#### EXTRACT TO READ ####
# Top Bar bait hives



## odfrank

I have caught small baits in large boxes, large baits in small boxes, and huge baits in huge boxes.


----------



## Oldtimer

I'd go with large. When I'm supplying swarms to top bar guys I only give them the small swarms now. 

When I used to give them big swarms it would almost invariably move on within a few days, my feeling is they consider the TBH too small, or it may be the shape I don't know. A small swarm though will stay put.

Going with a "mini" TBH would exacerbate this problem.

My humble opinion only!


----------



## mmiller

Hey oldtimer,
When you say "large" or "small", how would this compare to package sizes. Would large be comparable to a 4 lb package? Bigger? Just trying to wrap my brain around it and as we all know some peoples large isn't the same as others. I'm not a swarm catcher.....yet.
Thanks,
Mike


----------



## Oldtimer

The large swarms would be say, 6 lbs plus. But now I give the top bars the very small ones, say under 2 lbs at the absolute most. They still do quite well in a top bar and I think a very small swarm does better initially in a top bar than it would in a lang.


----------



## mmiller

Wow, 6 lbs. That's alot of bees. I wouldn't try to "shove" that many bees into a mini hive. If I was hiving a swarm I would put them in a full size (4 ft long) TBH. 

My initial question was for a "bait" hive. I may be misunderstanding things but my understanding is certain volume attract swarms better than others.


----------



## Tomas

My tbh trap hives normally have eight or nine bars available for comb building. They work like a charm for me down here. Ten seems like a good size. I don´t think I would go any bigger though. 

Just be careful when removing them from the tree or where ever you hang them. The new comb is fragile and if the bee quickly fill it with brood and you can´t take it down right away, you can have comb collapse.

Here´s some photos of mine and a link to a past thread where I talked about how I make and manage mine.

http://i155.photobucket.com/albums/s313/Tomas_fotos/BackyardSwarminMangotree.jpg

http://i155.photobucket.com/albums/s313/Tomas_fotos/Swarmintraphive.jpg

http://www.beesource.com/forums/showthread.php?t=214228


Good luck.
----------
Tom


----------



## mmiller

Very cool tomas!:applause: Thanks for the info and the thread. My goal was to do exactly as you have. I want to be able to move the bars directly into my hives with no modification. You've also given me some ideas how to mount them. I was still pondering that.

Mike


----------



## Tomas

*Re: Top Bar bait hives and hanging them*

I want to make a clarification about the first photo in the thread I linked and how I hang my trap hives. 

http://i155.photobucket.com/albums/s313/Tomas_fotos/Traphivefullofbees.jpg

Don´t do it this way (my beekeeping partner hung this one and not me). Although this trap was nice and stable I try not to set them down into the crotch of a tree. What I remember about the trap hive in this photo is that we had a heck of a time trying to get it down. We didn´t get to it right away so the box was heavy since it was completely filled with comb and bees. Trying to lift it out of the crotch of the tree at night with only one hand (the other had to grip a branch to keep from falling) didn´t make things any easier. The weight actually jammed it in there a bit.
####
*TASK 1*. Update the listing from its first line through the line that contains "[0,22,96,145]", inclusive, by replacing "wavy cream fur" with "curly white fur" and changing nothing else. Return only those lines.
#### RECORDS FOR PROCESSING ####
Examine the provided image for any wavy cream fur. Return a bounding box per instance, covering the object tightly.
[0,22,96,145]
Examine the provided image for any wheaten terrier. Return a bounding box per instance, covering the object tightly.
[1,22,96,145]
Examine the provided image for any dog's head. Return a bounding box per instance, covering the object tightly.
####
*TASK 2*. In the thread on top bar bait hives, how many bars do Tomas's trap hives normally have available for comb building?

*CORRECT RESPONSE 1*.
Examine the provided image for any curly white fur. Return a bounding box per instance, covering the object tightly.
[0,22,96,145]

*CORRECT RESPONSE 2*. Eight or nine bars.